TASK PROMPT » Copy the entries below verbatim, from the line containing "If you could segment every instance of the blue" through the end of the entries, both included.

INFORMATION SHOWN »
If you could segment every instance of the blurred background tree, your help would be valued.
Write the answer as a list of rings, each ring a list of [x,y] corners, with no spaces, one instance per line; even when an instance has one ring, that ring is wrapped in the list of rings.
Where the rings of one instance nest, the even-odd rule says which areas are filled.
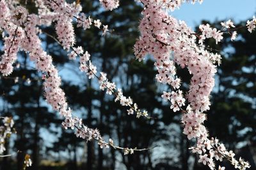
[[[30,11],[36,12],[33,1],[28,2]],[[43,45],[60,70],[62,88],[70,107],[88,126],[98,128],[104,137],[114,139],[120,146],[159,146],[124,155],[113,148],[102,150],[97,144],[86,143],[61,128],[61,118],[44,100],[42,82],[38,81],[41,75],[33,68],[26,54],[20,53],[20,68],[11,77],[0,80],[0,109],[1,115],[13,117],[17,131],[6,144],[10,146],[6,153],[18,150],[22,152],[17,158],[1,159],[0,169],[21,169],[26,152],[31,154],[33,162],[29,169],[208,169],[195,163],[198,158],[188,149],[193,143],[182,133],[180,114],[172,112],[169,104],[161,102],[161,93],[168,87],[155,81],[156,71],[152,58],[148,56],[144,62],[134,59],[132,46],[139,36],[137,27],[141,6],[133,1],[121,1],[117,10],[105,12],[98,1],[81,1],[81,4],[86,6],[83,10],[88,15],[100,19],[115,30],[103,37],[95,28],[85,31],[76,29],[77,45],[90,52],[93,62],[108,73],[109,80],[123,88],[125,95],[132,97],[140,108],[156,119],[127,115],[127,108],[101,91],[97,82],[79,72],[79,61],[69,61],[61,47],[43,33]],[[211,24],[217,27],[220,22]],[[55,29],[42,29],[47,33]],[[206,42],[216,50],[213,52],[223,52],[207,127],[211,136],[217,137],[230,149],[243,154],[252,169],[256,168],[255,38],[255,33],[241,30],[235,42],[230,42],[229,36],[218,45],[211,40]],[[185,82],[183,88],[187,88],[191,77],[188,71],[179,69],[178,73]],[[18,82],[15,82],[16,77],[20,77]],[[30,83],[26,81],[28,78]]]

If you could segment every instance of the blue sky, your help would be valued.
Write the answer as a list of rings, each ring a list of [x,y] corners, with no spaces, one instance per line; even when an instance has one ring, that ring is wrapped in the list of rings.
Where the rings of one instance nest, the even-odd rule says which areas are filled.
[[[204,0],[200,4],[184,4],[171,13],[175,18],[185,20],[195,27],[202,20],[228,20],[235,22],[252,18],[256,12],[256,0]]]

TASK SOLUTION »
If you could segment every instance of the blue sky, your help would be valued.
Write the answer as a list of rings, each ring a list of [x,y] corners, with no spaces, one instance per line; even when an instance has one ring, that ring is wrapped in the list of rings.
Where the rings of one instance nest, the even-odd rule says which areas are filled.
[[[204,0],[200,4],[184,4],[171,13],[175,18],[185,20],[195,27],[202,20],[228,20],[235,22],[252,18],[256,12],[256,0]]]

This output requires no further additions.